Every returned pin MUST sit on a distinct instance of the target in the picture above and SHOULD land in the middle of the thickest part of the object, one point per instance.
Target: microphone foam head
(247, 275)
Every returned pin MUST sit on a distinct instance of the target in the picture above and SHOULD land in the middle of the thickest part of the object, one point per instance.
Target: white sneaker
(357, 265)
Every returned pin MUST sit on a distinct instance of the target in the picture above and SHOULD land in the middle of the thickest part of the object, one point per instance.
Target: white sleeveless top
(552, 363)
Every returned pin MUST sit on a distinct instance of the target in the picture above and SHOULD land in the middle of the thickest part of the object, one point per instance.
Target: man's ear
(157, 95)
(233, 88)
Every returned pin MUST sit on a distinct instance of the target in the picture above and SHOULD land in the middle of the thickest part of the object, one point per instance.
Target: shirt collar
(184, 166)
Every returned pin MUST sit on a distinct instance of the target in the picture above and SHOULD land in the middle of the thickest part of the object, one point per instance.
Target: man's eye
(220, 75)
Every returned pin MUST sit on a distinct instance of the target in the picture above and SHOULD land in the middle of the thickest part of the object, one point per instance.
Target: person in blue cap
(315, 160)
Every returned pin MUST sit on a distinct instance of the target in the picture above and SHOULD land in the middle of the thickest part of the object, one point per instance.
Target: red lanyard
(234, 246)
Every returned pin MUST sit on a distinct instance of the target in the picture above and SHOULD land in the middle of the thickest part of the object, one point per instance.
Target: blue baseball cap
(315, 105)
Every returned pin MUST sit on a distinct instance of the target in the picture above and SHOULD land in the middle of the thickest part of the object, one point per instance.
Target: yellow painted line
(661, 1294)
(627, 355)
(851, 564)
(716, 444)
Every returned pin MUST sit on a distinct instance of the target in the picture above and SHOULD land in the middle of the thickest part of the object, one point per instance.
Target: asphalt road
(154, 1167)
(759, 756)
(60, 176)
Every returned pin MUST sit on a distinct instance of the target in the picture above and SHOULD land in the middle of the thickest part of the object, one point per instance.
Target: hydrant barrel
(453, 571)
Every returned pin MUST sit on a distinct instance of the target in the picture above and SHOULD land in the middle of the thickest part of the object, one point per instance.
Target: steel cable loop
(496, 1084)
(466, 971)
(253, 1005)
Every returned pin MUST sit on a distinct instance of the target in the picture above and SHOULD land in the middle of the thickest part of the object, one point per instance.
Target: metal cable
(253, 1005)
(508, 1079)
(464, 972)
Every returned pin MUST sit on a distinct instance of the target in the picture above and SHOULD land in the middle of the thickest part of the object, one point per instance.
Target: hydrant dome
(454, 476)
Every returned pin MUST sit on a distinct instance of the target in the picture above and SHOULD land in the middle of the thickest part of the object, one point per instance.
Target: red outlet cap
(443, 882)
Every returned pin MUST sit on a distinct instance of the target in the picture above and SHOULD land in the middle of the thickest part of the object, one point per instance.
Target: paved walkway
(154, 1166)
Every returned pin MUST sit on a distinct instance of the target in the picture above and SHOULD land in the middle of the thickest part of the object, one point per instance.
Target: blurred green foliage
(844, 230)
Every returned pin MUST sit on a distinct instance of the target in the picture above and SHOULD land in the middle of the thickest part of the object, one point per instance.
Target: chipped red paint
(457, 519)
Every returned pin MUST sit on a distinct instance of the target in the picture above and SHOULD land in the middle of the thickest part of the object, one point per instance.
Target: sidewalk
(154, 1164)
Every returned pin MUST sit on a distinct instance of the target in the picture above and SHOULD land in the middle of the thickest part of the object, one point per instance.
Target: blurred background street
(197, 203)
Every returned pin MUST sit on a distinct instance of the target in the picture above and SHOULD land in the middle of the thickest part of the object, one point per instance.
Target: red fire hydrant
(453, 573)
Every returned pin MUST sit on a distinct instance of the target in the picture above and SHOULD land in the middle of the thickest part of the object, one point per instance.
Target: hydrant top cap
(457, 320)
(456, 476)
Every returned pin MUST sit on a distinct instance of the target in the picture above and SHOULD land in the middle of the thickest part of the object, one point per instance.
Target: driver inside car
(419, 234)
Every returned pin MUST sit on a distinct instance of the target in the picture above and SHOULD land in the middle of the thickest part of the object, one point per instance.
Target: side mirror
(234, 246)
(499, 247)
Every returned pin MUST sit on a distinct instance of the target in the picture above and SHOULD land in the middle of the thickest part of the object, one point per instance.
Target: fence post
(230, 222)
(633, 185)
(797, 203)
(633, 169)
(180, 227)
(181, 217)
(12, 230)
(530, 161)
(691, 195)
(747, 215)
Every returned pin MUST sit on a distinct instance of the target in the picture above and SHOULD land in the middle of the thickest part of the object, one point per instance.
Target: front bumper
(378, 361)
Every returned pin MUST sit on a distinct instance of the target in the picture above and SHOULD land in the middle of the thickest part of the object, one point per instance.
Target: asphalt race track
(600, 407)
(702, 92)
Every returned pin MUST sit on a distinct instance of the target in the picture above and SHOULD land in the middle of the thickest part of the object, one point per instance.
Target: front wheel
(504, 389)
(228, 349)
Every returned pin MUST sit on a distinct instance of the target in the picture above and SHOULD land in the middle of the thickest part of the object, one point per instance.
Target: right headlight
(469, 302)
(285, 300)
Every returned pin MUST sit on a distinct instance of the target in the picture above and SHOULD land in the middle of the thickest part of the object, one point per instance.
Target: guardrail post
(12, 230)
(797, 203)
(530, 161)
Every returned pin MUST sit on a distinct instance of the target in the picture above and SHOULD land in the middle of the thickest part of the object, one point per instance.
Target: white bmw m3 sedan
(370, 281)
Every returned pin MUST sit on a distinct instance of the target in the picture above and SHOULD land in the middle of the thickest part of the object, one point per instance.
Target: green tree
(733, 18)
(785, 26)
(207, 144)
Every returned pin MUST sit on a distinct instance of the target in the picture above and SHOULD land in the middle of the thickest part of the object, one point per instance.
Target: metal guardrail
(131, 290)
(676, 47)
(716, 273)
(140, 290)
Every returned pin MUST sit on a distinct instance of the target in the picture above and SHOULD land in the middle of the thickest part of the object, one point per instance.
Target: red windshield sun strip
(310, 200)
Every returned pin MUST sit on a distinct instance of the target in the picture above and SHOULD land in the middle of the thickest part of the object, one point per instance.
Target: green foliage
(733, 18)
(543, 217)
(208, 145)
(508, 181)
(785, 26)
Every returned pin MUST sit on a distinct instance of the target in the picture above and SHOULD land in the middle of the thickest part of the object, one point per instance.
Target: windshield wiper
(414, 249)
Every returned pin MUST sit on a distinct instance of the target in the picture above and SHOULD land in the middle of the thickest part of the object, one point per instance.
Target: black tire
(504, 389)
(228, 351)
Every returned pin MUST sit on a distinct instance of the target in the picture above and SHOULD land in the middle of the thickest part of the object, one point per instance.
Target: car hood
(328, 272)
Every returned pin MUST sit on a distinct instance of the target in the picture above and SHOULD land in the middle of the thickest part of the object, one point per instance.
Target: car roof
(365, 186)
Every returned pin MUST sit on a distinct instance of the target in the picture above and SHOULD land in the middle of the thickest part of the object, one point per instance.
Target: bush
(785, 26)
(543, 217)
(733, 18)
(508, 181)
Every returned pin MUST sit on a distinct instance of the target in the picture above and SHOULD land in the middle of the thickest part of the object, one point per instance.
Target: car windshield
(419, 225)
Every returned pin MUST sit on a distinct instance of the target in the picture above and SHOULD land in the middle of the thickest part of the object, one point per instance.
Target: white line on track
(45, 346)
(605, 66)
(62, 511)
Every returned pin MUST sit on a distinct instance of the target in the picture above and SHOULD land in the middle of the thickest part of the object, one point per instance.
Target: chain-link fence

--

▸ TASK GOAL: Give the records back in full, word for word.

▸ RESULT:
Every returned pin MUST sit on a distinct instance of the target in the picture above and SHOULD land in the middle of the thickest part of the object, one point per instance.
Target: microphone foam head
(247, 275)
Every returned pin MUST sit on a distinct instance of the target in the picture above and SHOULD land in the middle of the thickest part of the object, one point per instance.
Target: white sneaker
(357, 265)
Every returned pin MUST sit on a distinct instance of the target in the picture above and SHOULD land in the middle of the thickest part of the object, one point per instance.
Target: white sleeveless top
(552, 363)
Every returned pin MUST sit on a distinct instance of the target in the picture above and SHOULD land in the middle of the thickest part of the object, one point per instance.
Target: man's ear
(157, 95)
(233, 88)
Every returned pin MUST sit on a distinct instance of the target in the picture above and SHOULD land in the middle of the thickest part of the object, one point per instance.
Target: shirt collar
(184, 166)
Every returned pin MUST sit on a distinct instance of the target in the picture above and SHOULD land in the middle of the thickest part of the object, one point per instance.
Target: man's eye
(220, 75)
Every returned pin MUST sit on a distinct instance of the target in the picture above and SHOULD land in the middle of the thickest part of the object, one point per instance.
Target: person in blue cap
(315, 160)
Every returned pin MUST sit on a distinct instance of the target in the picture above and SHOULD land in the middle of the thickest part of the object, one point per instance.
Target: red lanyard
(234, 246)
Every returned pin MUST sit on a distinct instance of the target in the picture above and SHOULD land in the middle of the thickest part of the object, one point per instance.
Target: blue baseball cap
(315, 105)
Every returned pin MUST sit on a distinct instance of the target in the picture above and SHOULD land in the middle of the thickest part of the object, one point per instance.
Target: yellow painted line
(661, 1294)
(627, 355)
(851, 564)
(716, 444)
Every returned pin MUST sit on a distinct instance of the target in the picture above and SHOULD land in the middle of the thickest part of the object, one point per instance.
Target: asphalt road
(154, 1167)
(759, 756)
(60, 176)
Every returned pin MUST sit on a distinct instance of the target in the picture above and SHOULD land in the middle of the thickest part of the object, one point per instance.
Target: hydrant barrel
(453, 571)
Every returned pin MUST sit on a distinct instance of the target in the picture above and SHOULD land in the middle of the thickest part of the object, one point per instance.
Target: steel cable loop
(496, 1084)
(466, 971)
(253, 1005)
Every returned pin MUST sit on a distinct instance of the target in the picture above and SHOULD land in the middle of the thickest part of the object, one point per instance.
Target: metal cable
(253, 1005)
(508, 1079)
(464, 972)
Every returned pin MUST sit on a distinct instance of the target in the picture above and SHOULD land in the middle of the thickest part of the object, one point per instance.
Target: hydrant dome
(454, 476)
Every returned pin MUST sit on a distinct instance of the target in the picture above and SHOULD land in the middle of the thickest part of the object, one point per instance.
Target: red outlet cap
(443, 882)
Every returned pin MUST sit on a distinct instance of the target in the picture above and SHOULD land in the middle of the thickest part of the object, one point per instance.
Target: paved walkway
(154, 1166)
Every returned pin MUST sit on a distinct instance of the target in the picture above and SHOULD land in the middle of the thickest part of the object, one point per instance.
Target: blurred green foliage
(844, 230)
Every returned pin MUST sit on a distinct instance of the target in the picture above and SHOULD land in the middle of the thickest part of the object, one point per instance.
Target: chipped red paint
(457, 519)
Every returned pin MUST sit on a distinct instance of the target in the picture above and SHOULD land in the middle of the thickest part of the object, one point per instance.
Target: sidewalk
(154, 1164)
Every returned pin MUST sit on a distinct instance of the target in the picture above and SHOULD land in the middle of the thickest part of the object, one point per instance.
Target: blurred background street
(197, 203)
Every returned pin MUST sit on a distinct instance of the target in the picture above and SHOULD land in the middle of the thickest part of the object, one point per instance.
Target: red fire hydrant
(453, 573)
Every returned pin MUST sit on a distinct instance of the target in the picture above and SHOULD land in the middle of the thickest part of the object, one point per instance.
Target: hydrant top cap
(457, 320)
(456, 476)
Every returned pin MUST sit on a distinct instance of the target in the picture above and SHOULD land in the middle of the thickest part of the object, one point per instance.
Target: driver inside car
(419, 234)
Every returned pin MUST sit on a distinct instance of the target in the picture above and SHOULD land in the middle of the thickest part of the object, one point per instance.
Target: side mirror
(234, 246)
(499, 247)
Every returned pin MUST sit on a distinct instance of the target in the picture above and SHOULD land in the middle of the thickest part of the object, one point per instance.
Target: fence post
(230, 222)
(633, 185)
(797, 203)
(633, 169)
(180, 227)
(181, 217)
(12, 230)
(530, 161)
(691, 195)
(747, 215)
Every returned pin MUST sit on a distinct instance of the target in the picture above and SHOULD land in the middle of the thickest part of the object, one point per instance.
Target: front bumper
(378, 361)
Every returned pin MUST sit on a distinct instance of the target in the picture above and SHOULD land in the middle of the thickest part of the object, one point per instance.
Target: asphalt race track
(600, 407)
(702, 92)
Every returned pin MUST sit on a distinct instance of the target in the picture above and SHOULD land in the middle of the thickest part of the object, one point per instance.
Target: front wheel
(504, 389)
(228, 349)
Every returned pin MUST sit on a distinct instance of the target in the picture above and SHOULD land in the middle of the thickest part of the object, one point per instance.
Target: right headlight
(469, 302)
(285, 300)
Every returned pin MUST sit on a distinct instance of the target in the picture above and SHOULD land in the middle of the thickest part of the object, one point per instance.
Target: guardrail post
(12, 230)
(797, 203)
(530, 161)
Every returned pin MUST sit on a distinct instance of the target in the picture above and SHOULD land in the middle of the thickest part of the object, one point per instance.
Target: white bmw m3 sedan
(370, 281)
Every returned pin MUST sit on a distinct instance of the target in the picture above and SHOULD land in the middle of the thickest part of the object, one point per instance.
Target: green tree
(733, 18)
(785, 26)
(207, 144)
Every returned pin MUST sit on a distinct instance of the target in the picture above and SHOULD land in the middle of the thickest part of the object, one point per instance.
Target: metal guardrail
(131, 290)
(676, 47)
(716, 273)
(140, 290)
Every returned pin MUST sit on a distinct instance of the target in the picture above and SHOULD land in the middle of the thickest part of the object, one point per instance.
Target: red windshield sun strip
(310, 200)
Every returned pin MUST sit on a distinct instance of the target in the picture above and SHOULD land in the middle of the thickest part of the object, one point per instance.
Target: green foliage
(733, 18)
(543, 217)
(208, 145)
(508, 181)
(785, 26)
Every returned pin MUST sit on a distinct instance of the target in the picture above and SHOULD land in the middle of the thickest part of the object, one point per instance.
Target: windshield wiper
(414, 249)
Every returned pin MUST sit on a distinct instance of the target in the picture above and SHOULD land in the middle of the thickest part of the object, one point per instance.
Target: black tire
(504, 389)
(228, 351)
Every returned pin MUST sit on a distinct instance of the target in the picture above and SHOULD land in the middle of the thickest part of the object, one point per instance.
Target: car hood
(328, 272)
Every returned pin MUST sit on a distinct instance of the target in the picture above and SHOULD land in the middle of the thickest part of the object, one point per instance.
Target: car roof
(365, 186)
Every returned pin MUST sit on a distinct instance of the target in the picture above and SHOULD land in the middle of the thickest part of the object, one point per instance.
Target: bush
(785, 26)
(543, 217)
(733, 18)
(508, 181)
Every returned pin MUST sit on a distinct instance of the target in the picture above and SHOULD land in the middle of the thickest part of the object, one point per instance.
Target: car windshield
(419, 225)
Every returned pin MUST sit on a distinct instance of the target in the picture above and SHOULD land in the middle of the thickest part of the object, one point per instance.
Target: white line on track
(45, 346)
(605, 66)
(62, 511)
Every returned pin MUST sit on a distinct instance of the target in the picture above and SHOULD land in the middle of the thickest part of the object, one point per instance.
Target: chain-link fence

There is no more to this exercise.